Directions for this task: Exactly the lines from the one holding "the white wall" through the final line of the data are wanted, copied as written.

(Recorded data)
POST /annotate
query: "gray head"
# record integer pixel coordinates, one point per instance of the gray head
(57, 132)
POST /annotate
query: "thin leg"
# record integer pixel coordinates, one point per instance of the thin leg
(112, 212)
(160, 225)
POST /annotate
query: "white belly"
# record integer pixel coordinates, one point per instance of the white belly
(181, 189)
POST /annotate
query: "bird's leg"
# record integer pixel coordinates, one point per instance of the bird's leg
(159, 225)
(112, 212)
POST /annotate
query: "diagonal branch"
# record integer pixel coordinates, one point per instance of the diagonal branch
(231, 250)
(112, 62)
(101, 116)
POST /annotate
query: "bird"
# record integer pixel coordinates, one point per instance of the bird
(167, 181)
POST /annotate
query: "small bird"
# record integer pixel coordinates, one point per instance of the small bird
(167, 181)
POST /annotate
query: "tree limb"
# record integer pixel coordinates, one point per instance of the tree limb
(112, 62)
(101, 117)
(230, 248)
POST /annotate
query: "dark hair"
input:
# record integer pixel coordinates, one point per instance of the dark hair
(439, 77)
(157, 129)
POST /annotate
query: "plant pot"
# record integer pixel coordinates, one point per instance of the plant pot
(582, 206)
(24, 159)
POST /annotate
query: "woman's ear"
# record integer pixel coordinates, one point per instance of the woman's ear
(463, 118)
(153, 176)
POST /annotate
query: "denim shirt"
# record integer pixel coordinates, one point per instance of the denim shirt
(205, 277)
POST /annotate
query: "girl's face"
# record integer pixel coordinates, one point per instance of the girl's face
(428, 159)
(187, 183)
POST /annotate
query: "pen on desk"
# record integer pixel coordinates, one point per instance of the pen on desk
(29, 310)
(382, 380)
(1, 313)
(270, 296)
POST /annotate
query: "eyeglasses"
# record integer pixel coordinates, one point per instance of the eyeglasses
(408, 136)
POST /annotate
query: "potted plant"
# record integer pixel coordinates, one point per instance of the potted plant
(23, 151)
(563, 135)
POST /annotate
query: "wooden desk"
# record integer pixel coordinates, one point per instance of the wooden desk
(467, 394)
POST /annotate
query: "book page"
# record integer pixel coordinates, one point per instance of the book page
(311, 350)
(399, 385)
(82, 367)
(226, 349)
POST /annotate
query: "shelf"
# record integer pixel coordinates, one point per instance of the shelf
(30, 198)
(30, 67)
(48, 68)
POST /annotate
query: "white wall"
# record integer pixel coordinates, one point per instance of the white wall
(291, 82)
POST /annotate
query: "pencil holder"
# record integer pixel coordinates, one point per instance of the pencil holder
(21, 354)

Written solution:
# record integer pixel coordinates, one point per instance of the white wall
(291, 82)
POST /annotate
query: "pencil holder"
# record integer pixel coordinates, one point per instance of the pencil holder
(21, 354)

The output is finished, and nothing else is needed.